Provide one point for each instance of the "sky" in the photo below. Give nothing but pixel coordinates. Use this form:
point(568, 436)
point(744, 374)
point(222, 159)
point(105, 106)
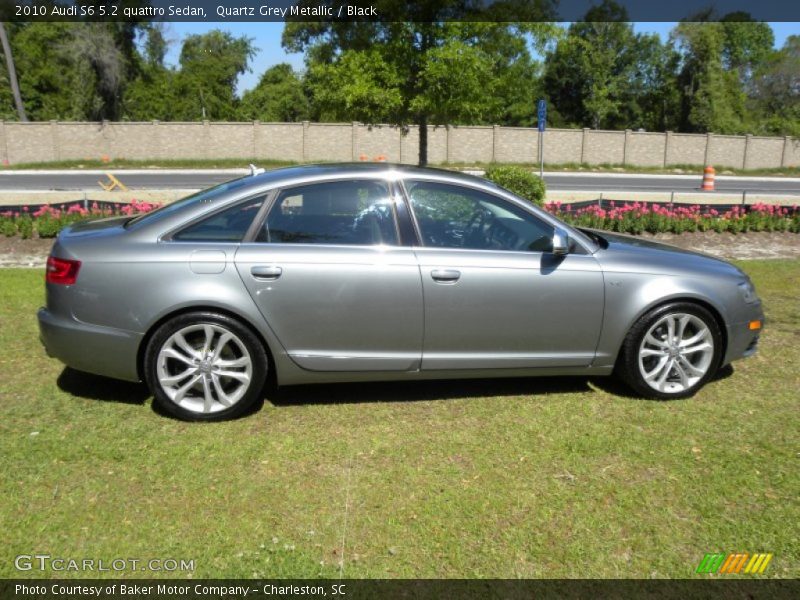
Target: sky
point(267, 38)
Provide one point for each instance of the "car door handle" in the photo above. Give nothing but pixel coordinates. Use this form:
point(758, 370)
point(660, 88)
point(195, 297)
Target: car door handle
point(267, 273)
point(445, 275)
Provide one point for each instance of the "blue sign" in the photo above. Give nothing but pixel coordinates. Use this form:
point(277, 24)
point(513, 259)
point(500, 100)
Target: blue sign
point(542, 114)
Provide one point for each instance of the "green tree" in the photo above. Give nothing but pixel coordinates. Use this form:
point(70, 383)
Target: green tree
point(74, 71)
point(210, 65)
point(746, 44)
point(604, 75)
point(425, 72)
point(712, 97)
point(776, 91)
point(279, 96)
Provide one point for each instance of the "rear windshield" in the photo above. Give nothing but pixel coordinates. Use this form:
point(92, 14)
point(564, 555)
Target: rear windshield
point(201, 196)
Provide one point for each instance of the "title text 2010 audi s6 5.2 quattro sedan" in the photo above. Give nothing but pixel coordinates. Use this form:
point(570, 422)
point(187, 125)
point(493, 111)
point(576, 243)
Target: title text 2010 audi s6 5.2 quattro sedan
point(380, 272)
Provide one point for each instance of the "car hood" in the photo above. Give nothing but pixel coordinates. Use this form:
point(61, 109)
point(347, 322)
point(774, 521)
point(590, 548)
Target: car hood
point(635, 254)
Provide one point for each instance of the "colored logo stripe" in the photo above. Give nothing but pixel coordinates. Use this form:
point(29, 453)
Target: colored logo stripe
point(758, 563)
point(734, 563)
point(710, 563)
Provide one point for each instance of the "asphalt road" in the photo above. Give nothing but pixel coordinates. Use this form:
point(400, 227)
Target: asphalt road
point(196, 179)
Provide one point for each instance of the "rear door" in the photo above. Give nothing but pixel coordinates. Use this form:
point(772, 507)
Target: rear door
point(495, 296)
point(330, 276)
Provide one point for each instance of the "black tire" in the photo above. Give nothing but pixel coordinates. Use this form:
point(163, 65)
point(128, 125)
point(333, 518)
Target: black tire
point(628, 363)
point(243, 345)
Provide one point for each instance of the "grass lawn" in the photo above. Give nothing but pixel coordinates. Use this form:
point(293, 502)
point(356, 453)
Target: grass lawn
point(520, 478)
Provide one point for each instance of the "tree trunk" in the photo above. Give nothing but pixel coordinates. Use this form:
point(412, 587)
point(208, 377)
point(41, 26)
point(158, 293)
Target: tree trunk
point(12, 74)
point(423, 140)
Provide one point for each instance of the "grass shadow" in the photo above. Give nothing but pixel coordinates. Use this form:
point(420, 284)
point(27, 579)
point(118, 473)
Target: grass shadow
point(417, 391)
point(96, 387)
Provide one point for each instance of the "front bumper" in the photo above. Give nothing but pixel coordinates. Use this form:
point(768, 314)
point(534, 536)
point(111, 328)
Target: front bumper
point(91, 348)
point(743, 341)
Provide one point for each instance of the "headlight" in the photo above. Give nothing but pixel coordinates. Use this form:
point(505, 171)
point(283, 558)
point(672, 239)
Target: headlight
point(748, 292)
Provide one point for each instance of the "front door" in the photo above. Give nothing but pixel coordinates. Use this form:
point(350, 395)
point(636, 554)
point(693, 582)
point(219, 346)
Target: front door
point(330, 278)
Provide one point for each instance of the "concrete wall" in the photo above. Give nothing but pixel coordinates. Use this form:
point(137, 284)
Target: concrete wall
point(52, 141)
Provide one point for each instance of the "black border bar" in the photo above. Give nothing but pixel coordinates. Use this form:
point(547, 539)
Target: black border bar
point(385, 10)
point(424, 589)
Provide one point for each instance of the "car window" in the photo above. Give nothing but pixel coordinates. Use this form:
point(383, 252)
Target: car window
point(229, 225)
point(337, 212)
point(451, 216)
point(206, 195)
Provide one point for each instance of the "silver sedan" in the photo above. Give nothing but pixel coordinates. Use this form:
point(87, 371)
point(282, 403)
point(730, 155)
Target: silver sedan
point(365, 272)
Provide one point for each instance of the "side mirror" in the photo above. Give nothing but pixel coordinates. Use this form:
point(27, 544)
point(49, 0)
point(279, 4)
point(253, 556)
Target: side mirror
point(560, 242)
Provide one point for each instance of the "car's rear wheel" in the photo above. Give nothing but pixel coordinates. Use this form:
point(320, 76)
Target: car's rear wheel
point(671, 352)
point(205, 366)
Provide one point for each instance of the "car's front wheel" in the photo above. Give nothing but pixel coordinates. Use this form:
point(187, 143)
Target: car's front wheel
point(671, 352)
point(205, 366)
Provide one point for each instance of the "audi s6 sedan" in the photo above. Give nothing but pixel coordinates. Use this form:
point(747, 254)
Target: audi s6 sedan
point(366, 272)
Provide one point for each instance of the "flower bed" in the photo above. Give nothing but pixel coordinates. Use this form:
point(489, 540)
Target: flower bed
point(46, 221)
point(636, 217)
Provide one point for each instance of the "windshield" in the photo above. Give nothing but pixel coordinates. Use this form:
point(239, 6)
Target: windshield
point(202, 196)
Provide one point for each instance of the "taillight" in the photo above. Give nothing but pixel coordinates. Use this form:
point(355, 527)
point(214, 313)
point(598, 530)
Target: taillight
point(62, 270)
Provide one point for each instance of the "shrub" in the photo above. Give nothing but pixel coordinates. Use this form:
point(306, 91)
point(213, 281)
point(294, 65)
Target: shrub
point(519, 181)
point(7, 227)
point(25, 226)
point(48, 226)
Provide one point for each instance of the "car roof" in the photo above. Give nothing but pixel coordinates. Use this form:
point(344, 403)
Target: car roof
point(317, 171)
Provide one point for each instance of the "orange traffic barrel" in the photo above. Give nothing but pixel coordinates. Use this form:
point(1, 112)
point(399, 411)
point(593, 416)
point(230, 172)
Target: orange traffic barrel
point(708, 179)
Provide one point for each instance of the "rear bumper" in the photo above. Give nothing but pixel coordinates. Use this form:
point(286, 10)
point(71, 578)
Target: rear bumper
point(90, 348)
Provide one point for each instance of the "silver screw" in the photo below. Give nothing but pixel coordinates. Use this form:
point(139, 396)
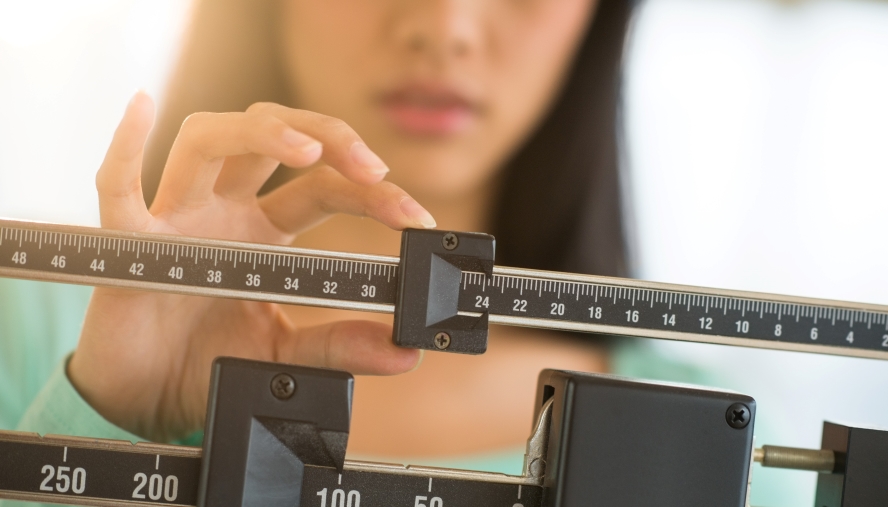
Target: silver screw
point(442, 340)
point(450, 241)
point(283, 386)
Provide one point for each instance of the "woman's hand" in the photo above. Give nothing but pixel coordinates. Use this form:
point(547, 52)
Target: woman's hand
point(144, 358)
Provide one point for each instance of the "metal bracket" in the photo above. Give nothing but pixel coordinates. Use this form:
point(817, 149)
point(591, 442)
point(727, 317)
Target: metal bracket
point(265, 423)
point(431, 270)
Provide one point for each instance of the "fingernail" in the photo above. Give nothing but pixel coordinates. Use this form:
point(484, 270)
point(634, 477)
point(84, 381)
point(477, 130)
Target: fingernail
point(301, 142)
point(417, 213)
point(367, 159)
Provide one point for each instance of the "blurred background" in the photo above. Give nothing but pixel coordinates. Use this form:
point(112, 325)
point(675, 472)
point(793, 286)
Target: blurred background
point(732, 107)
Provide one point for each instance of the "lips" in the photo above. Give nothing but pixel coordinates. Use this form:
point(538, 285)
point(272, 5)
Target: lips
point(429, 110)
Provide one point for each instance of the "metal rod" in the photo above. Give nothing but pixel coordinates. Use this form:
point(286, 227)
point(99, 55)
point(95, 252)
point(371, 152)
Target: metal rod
point(773, 456)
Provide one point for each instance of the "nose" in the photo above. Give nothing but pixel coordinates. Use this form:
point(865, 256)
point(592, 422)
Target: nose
point(440, 28)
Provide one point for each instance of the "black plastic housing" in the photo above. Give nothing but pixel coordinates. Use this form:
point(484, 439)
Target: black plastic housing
point(861, 475)
point(621, 442)
point(428, 290)
point(256, 445)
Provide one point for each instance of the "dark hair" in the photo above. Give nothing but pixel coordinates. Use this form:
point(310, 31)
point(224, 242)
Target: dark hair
point(559, 206)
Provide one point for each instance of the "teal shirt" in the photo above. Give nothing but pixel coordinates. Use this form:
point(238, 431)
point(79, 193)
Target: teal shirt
point(40, 324)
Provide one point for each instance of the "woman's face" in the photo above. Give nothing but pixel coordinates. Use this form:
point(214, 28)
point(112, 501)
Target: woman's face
point(443, 90)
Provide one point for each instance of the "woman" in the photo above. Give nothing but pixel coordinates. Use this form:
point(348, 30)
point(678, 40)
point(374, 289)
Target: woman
point(496, 115)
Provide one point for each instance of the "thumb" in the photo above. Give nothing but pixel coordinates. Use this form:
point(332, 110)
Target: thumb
point(359, 347)
point(119, 180)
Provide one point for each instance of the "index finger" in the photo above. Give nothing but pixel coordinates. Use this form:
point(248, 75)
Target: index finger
point(344, 150)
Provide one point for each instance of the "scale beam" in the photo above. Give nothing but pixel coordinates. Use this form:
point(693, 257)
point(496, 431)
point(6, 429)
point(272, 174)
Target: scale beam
point(510, 296)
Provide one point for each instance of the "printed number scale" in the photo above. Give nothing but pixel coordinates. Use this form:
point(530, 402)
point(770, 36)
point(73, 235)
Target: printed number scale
point(101, 472)
point(511, 296)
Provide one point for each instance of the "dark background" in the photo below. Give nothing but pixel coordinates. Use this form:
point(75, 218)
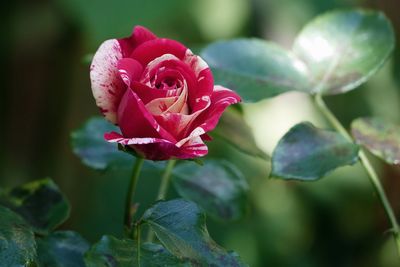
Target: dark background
point(45, 94)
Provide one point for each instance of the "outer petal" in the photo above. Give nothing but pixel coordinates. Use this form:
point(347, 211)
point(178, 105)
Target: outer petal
point(107, 86)
point(139, 35)
point(135, 121)
point(114, 137)
point(163, 150)
point(220, 99)
point(153, 49)
point(204, 78)
point(130, 70)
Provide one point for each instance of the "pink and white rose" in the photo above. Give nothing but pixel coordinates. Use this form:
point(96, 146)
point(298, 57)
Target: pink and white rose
point(159, 93)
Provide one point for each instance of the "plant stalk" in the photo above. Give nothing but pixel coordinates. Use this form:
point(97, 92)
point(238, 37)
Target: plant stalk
point(130, 209)
point(367, 166)
point(162, 191)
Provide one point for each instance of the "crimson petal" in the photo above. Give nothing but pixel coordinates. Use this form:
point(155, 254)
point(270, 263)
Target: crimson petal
point(139, 35)
point(136, 122)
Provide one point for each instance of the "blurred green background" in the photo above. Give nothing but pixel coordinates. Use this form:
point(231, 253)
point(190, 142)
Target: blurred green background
point(45, 94)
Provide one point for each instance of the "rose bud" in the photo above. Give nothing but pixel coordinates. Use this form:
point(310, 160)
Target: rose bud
point(159, 93)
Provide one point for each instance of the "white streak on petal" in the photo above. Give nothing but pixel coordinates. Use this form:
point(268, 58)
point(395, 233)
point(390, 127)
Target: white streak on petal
point(196, 63)
point(195, 133)
point(107, 86)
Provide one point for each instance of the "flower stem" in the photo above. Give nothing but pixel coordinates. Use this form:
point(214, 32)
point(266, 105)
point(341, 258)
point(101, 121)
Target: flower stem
point(137, 226)
point(162, 191)
point(367, 166)
point(129, 208)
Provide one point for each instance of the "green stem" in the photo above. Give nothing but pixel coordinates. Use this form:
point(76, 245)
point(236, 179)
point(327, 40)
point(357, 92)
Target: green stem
point(162, 191)
point(367, 166)
point(129, 208)
point(138, 243)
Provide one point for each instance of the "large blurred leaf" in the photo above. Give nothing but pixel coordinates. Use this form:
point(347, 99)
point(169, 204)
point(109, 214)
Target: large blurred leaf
point(180, 226)
point(342, 49)
point(17, 242)
point(88, 143)
point(309, 153)
point(234, 129)
point(40, 203)
point(218, 187)
point(254, 68)
point(61, 249)
point(110, 251)
point(379, 136)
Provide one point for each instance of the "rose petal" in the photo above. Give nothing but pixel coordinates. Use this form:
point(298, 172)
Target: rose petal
point(176, 104)
point(136, 122)
point(139, 35)
point(193, 148)
point(152, 49)
point(179, 124)
point(147, 93)
point(114, 137)
point(130, 70)
point(204, 78)
point(107, 86)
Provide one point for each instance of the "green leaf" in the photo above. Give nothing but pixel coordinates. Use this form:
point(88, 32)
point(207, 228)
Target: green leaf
point(110, 251)
point(218, 187)
point(342, 49)
point(180, 226)
point(61, 249)
point(255, 69)
point(234, 129)
point(40, 203)
point(88, 143)
point(308, 153)
point(381, 137)
point(17, 242)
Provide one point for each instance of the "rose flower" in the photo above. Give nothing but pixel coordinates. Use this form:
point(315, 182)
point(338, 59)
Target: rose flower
point(159, 93)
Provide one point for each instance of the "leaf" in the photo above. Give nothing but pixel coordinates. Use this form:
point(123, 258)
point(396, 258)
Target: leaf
point(254, 68)
point(218, 187)
point(308, 153)
point(17, 242)
point(381, 137)
point(180, 226)
point(342, 49)
point(110, 251)
point(234, 129)
point(88, 143)
point(61, 249)
point(40, 203)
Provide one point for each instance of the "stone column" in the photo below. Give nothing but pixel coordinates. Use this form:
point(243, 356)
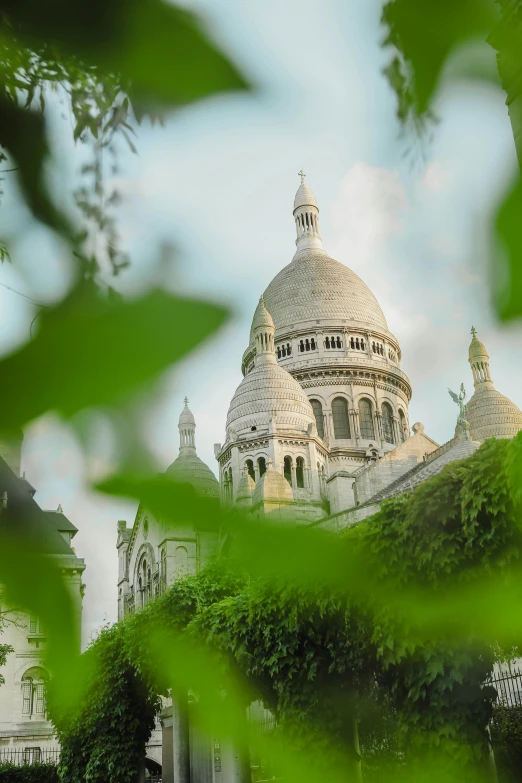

---

What you are asked to do> Could you format the records, from their first line up to and including the line with "point(330, 276)", as a JSON list of strings, one string per line with blank lines omitted? Leave the pictures out of the answer.

Written solution>
[
  "Provide one point for each instance of the \"sky\" in the photo below. Give nothing but pixel coordinates. Use this form:",
  "point(568, 436)",
  "point(744, 374)",
  "point(222, 159)",
  "point(105, 106)",
  "Target: sky",
  "point(267, 38)",
  "Provide one point for each instance of the \"car door handle\" in the photo above. Give nothing but pixel coordinates. Use this form:",
  "point(758, 370)",
  "point(660, 88)",
  "point(195, 297)",
  "Target: car door handle",
  "point(267, 273)",
  "point(445, 275)",
  "Provide one point for each instance of the \"blue sign\" in the photo above. Give nothing but pixel coordinates. Use this form:",
  "point(277, 24)",
  "point(513, 259)",
  "point(500, 100)",
  "Target: blue sign",
  "point(542, 114)",
  "Provide one point for each instance of the \"green tree\" in the photo above. Give nothing but pixel coordinates. Use this form:",
  "point(70, 383)",
  "Target: green tree",
  "point(74, 71)",
  "point(210, 65)",
  "point(746, 44)",
  "point(604, 75)",
  "point(425, 72)",
  "point(712, 97)",
  "point(776, 91)",
  "point(279, 96)",
  "Provide one point for each instance of the \"rear windshield\" in the photo above. Give nothing but pixel coordinates. Use this form:",
  "point(92, 14)",
  "point(564, 555)",
  "Target: rear windshield",
  "point(201, 196)",
  "Provide one point for each instance of the \"title text 2010 audi s6 5.2 quattro sedan\" in the photo above. Give nothing but pixel coordinates. Use this form:",
  "point(570, 422)",
  "point(187, 125)",
  "point(493, 111)",
  "point(576, 243)",
  "Target: title text 2010 audi s6 5.2 quattro sedan",
  "point(380, 272)",
  "Provide one point for each instance of the \"car hood\" in the photo above. Give nothing but pixel coordinates. Use this form:",
  "point(61, 109)",
  "point(347, 322)",
  "point(774, 521)",
  "point(590, 548)",
  "Target: car hood",
  "point(635, 254)",
  "Provide one point for each instance of the \"colored logo stripe\" in the photo above. Give nothing but pixel coordinates. Use this form:",
  "point(29, 453)",
  "Target: colored logo stripe",
  "point(758, 563)",
  "point(734, 563)",
  "point(710, 563)",
  "Provide one point for each instance of the \"asphalt road\" in the photo above. Give nothing but pixel coordinates. Use this form:",
  "point(400, 227)",
  "Target: asphalt road",
  "point(196, 179)",
  "Provide one point for each instance of the \"rear door\" in the photo above. Give nothing but pixel coordinates. Use this form:",
  "point(772, 507)",
  "Target: rear door",
  "point(495, 296)",
  "point(330, 276)"
]